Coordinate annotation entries

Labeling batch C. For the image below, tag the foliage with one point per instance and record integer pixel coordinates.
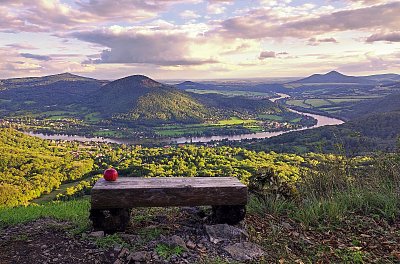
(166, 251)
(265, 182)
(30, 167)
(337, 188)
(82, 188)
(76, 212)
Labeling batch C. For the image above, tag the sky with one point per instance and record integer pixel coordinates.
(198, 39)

What you have to do:
Retype all of the lines above word for word, and leave the pictures out.

Result below:
Labeling batch C. For the image below, tag the foliage with one point per instance and record integer pixel coordinates.
(166, 251)
(265, 182)
(30, 167)
(337, 188)
(82, 188)
(76, 212)
Labeling batch C. For the image above, tag the sky with one point per instance and record integer pixel coordinates.
(198, 39)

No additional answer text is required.